◆ WORK TO COMPLETE ◆
Print exactly the lines from the one containing "Please pick out the golden" through the last line of the records below, both included, and nothing else; omit any pictures.
-- begin THE RECORDS --
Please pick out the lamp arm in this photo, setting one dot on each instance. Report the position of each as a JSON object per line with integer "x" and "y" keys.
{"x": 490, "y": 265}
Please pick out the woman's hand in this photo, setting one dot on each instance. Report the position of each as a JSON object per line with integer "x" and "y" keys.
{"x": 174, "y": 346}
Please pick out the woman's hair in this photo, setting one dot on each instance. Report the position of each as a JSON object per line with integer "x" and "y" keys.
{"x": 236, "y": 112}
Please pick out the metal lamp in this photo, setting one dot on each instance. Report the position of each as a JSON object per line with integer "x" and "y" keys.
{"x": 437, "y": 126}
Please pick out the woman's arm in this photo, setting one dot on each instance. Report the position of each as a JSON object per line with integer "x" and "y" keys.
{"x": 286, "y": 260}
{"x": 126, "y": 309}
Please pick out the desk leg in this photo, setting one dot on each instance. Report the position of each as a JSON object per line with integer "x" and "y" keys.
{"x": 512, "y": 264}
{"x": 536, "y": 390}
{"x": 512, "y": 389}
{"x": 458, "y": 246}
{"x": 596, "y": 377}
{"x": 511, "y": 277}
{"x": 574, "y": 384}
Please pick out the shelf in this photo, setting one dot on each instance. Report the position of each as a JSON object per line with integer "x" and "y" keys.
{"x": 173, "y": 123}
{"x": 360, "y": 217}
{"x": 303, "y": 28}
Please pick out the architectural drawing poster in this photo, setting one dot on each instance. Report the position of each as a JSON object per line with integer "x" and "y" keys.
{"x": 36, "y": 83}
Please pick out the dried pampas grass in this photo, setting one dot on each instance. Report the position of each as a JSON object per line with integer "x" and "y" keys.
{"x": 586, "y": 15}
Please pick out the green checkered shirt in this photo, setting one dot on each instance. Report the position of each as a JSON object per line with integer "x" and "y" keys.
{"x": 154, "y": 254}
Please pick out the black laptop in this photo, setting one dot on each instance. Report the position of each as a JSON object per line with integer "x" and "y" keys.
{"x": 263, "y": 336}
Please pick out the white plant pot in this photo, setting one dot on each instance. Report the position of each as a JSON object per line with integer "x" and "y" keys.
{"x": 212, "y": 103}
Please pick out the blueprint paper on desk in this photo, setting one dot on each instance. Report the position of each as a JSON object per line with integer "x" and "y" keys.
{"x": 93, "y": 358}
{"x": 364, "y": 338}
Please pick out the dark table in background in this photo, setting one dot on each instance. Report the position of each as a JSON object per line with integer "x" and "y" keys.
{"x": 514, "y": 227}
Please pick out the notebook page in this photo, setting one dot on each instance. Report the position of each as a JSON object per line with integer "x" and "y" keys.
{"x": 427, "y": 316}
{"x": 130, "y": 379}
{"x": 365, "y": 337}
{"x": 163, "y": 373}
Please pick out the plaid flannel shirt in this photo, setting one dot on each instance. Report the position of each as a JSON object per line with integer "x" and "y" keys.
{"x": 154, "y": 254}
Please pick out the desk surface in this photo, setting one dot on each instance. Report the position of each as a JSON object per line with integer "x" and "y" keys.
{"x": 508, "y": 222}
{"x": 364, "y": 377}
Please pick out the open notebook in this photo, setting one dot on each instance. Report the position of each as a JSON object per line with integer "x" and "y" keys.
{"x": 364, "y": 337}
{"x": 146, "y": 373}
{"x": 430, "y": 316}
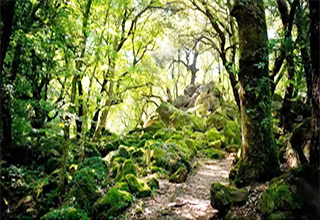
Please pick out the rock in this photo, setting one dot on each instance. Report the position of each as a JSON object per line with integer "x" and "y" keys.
{"x": 180, "y": 101}
{"x": 191, "y": 89}
{"x": 215, "y": 144}
{"x": 112, "y": 203}
{"x": 213, "y": 134}
{"x": 138, "y": 186}
{"x": 153, "y": 183}
{"x": 214, "y": 153}
{"x": 123, "y": 152}
{"x": 224, "y": 197}
{"x": 179, "y": 176}
{"x": 65, "y": 212}
{"x": 165, "y": 112}
{"x": 198, "y": 123}
{"x": 128, "y": 167}
{"x": 232, "y": 148}
{"x": 280, "y": 200}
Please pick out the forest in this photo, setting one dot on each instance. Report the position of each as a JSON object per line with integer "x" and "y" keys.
{"x": 160, "y": 109}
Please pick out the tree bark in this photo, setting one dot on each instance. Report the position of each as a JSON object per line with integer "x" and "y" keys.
{"x": 259, "y": 160}
{"x": 6, "y": 18}
{"x": 314, "y": 43}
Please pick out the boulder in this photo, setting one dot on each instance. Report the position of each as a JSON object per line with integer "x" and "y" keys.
{"x": 224, "y": 197}
{"x": 138, "y": 186}
{"x": 114, "y": 202}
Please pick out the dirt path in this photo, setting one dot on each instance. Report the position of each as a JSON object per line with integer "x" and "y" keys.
{"x": 189, "y": 200}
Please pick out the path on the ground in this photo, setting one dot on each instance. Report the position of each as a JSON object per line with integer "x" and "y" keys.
{"x": 188, "y": 200}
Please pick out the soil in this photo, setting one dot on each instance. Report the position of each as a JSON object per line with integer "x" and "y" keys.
{"x": 188, "y": 200}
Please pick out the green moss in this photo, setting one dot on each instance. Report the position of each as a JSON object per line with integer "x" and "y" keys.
{"x": 279, "y": 200}
{"x": 112, "y": 203}
{"x": 213, "y": 134}
{"x": 215, "y": 144}
{"x": 160, "y": 156}
{"x": 128, "y": 167}
{"x": 180, "y": 119}
{"x": 153, "y": 183}
{"x": 179, "y": 176}
{"x": 232, "y": 148}
{"x": 232, "y": 133}
{"x": 138, "y": 186}
{"x": 217, "y": 120}
{"x": 213, "y": 153}
{"x": 123, "y": 186}
{"x": 198, "y": 123}
{"x": 84, "y": 188}
{"x": 123, "y": 152}
{"x": 65, "y": 213}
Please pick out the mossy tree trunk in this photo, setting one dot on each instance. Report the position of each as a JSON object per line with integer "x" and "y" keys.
{"x": 314, "y": 41}
{"x": 259, "y": 160}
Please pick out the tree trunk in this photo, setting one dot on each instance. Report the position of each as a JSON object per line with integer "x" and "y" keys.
{"x": 6, "y": 18}
{"x": 259, "y": 160}
{"x": 314, "y": 43}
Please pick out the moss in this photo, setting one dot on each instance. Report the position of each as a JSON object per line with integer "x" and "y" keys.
{"x": 84, "y": 188}
{"x": 213, "y": 153}
{"x": 224, "y": 197}
{"x": 179, "y": 176}
{"x": 140, "y": 152}
{"x": 165, "y": 112}
{"x": 155, "y": 169}
{"x": 190, "y": 143}
{"x": 180, "y": 119}
{"x": 160, "y": 156}
{"x": 114, "y": 202}
{"x": 198, "y": 123}
{"x": 153, "y": 183}
{"x": 128, "y": 167}
{"x": 213, "y": 134}
{"x": 138, "y": 186}
{"x": 280, "y": 200}
{"x": 65, "y": 213}
{"x": 217, "y": 120}
{"x": 215, "y": 144}
{"x": 232, "y": 133}
{"x": 123, "y": 186}
{"x": 123, "y": 152}
{"x": 232, "y": 148}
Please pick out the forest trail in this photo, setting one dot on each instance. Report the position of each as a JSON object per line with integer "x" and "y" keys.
{"x": 188, "y": 200}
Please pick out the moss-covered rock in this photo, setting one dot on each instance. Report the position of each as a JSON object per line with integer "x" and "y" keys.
{"x": 232, "y": 133}
{"x": 65, "y": 213}
{"x": 180, "y": 119}
{"x": 215, "y": 144}
{"x": 232, "y": 148}
{"x": 153, "y": 183}
{"x": 216, "y": 120}
{"x": 280, "y": 200}
{"x": 84, "y": 188}
{"x": 198, "y": 123}
{"x": 138, "y": 186}
{"x": 123, "y": 152}
{"x": 213, "y": 134}
{"x": 112, "y": 203}
{"x": 213, "y": 153}
{"x": 128, "y": 167}
{"x": 224, "y": 197}
{"x": 165, "y": 112}
{"x": 179, "y": 176}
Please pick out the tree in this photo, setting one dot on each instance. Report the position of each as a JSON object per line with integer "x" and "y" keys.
{"x": 259, "y": 161}
{"x": 314, "y": 43}
{"x": 6, "y": 22}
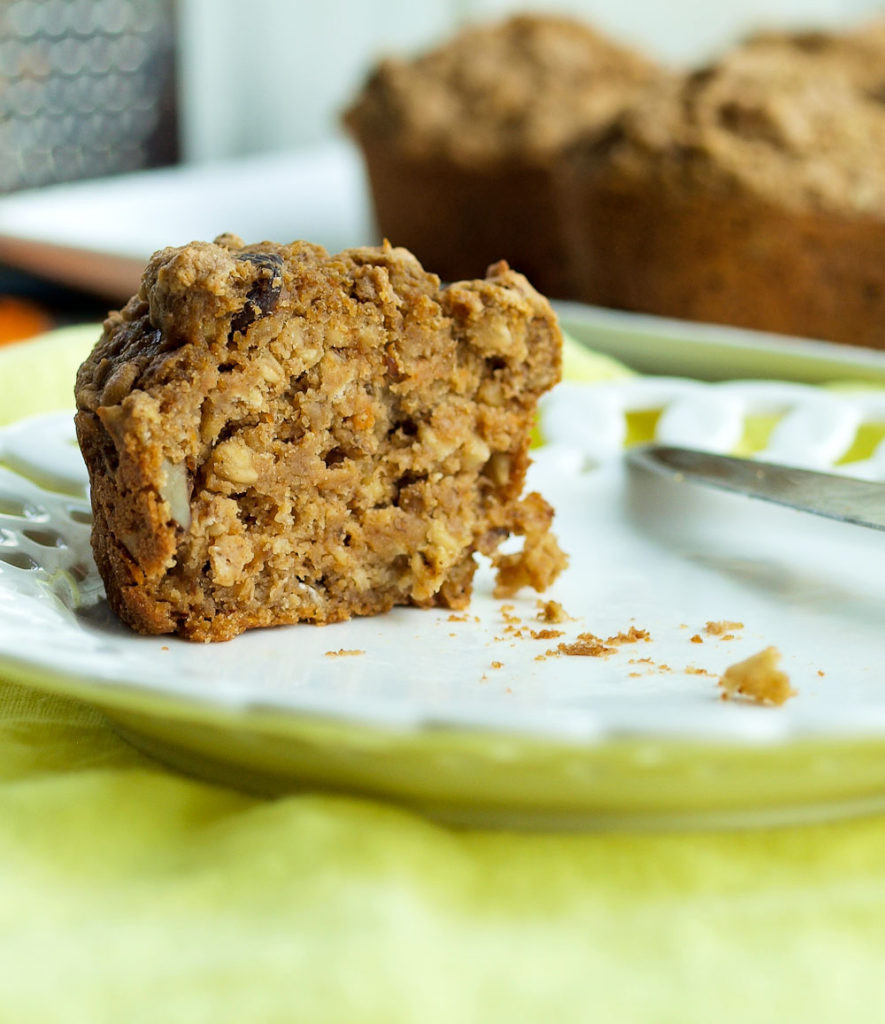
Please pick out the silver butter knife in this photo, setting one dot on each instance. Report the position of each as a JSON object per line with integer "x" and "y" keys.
{"x": 842, "y": 498}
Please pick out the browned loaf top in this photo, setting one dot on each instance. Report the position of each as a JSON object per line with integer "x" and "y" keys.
{"x": 520, "y": 88}
{"x": 796, "y": 122}
{"x": 276, "y": 434}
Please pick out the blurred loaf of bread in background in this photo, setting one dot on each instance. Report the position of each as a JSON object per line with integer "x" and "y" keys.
{"x": 750, "y": 190}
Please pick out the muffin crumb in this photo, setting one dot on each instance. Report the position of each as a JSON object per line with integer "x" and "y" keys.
{"x": 758, "y": 679}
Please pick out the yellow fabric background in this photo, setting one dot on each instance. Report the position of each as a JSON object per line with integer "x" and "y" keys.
{"x": 131, "y": 894}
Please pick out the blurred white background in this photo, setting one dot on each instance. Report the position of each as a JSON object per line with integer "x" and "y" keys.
{"x": 275, "y": 74}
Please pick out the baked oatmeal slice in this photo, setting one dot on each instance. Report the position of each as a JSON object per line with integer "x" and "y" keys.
{"x": 275, "y": 434}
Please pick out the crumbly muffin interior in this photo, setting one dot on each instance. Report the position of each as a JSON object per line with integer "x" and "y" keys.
{"x": 276, "y": 434}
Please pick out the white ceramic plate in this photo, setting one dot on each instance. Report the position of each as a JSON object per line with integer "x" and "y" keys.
{"x": 97, "y": 235}
{"x": 470, "y": 721}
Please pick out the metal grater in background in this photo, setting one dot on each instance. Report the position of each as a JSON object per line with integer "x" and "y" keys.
{"x": 87, "y": 88}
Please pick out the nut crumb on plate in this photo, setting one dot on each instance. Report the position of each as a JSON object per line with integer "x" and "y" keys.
{"x": 758, "y": 679}
{"x": 721, "y": 628}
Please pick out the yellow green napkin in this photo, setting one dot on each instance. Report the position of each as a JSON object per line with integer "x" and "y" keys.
{"x": 131, "y": 894}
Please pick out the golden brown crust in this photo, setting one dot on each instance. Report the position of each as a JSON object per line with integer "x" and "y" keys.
{"x": 275, "y": 434}
{"x": 518, "y": 89}
{"x": 460, "y": 144}
{"x": 750, "y": 193}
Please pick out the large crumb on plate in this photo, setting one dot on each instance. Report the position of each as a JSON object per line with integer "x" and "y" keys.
{"x": 758, "y": 679}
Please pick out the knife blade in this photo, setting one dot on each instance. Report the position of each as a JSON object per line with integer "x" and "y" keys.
{"x": 843, "y": 498}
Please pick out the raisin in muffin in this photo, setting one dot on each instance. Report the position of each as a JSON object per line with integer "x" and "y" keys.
{"x": 751, "y": 193}
{"x": 461, "y": 143}
{"x": 275, "y": 434}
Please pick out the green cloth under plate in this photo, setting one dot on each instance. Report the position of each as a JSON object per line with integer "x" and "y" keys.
{"x": 131, "y": 894}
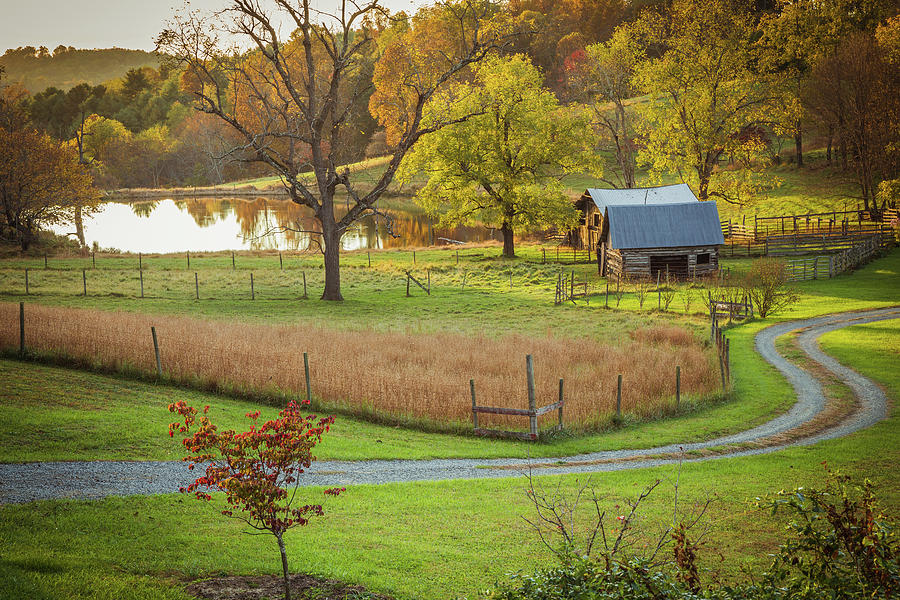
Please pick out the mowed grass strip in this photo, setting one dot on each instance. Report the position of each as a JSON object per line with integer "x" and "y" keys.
{"x": 408, "y": 377}
{"x": 430, "y": 540}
-- end THE RECORDS --
◆ WORKED SOLUTION ◆
Please pick out the golden brown crust in this photo, setting one dot on each instance. Report the position of each as a JSON object per line with integer "x" and "y" keys.
{"x": 275, "y": 434}
{"x": 518, "y": 89}
{"x": 460, "y": 144}
{"x": 750, "y": 193}
Please pick out the large crumb on plate in this photo, setting one dot on each instance. Report the position of each as a JSON object per line with integer "x" and "y" keys.
{"x": 758, "y": 679}
Please pick out the knife blade in this photo, setting one dot on each instance. Report the position of each as a JSON object per line with integer "x" and "y" keys.
{"x": 843, "y": 498}
Please pick out the raisin in muffin in this photo, setting one dot on each instance. Report the position of each as a JSON object per line with integer "x" and "y" keys.
{"x": 751, "y": 193}
{"x": 461, "y": 143}
{"x": 275, "y": 434}
Please pick out the green cloth under plate in this photo, setting one dot on each instance. Report the position of each as a JSON object per line with integer "x" and "y" keys.
{"x": 131, "y": 894}
Please pick out the mowed grass strip in this photo, setting one dot on each instance. Report the position of each as a JSON object per line with integer "x" and "y" keys.
{"x": 408, "y": 377}
{"x": 430, "y": 540}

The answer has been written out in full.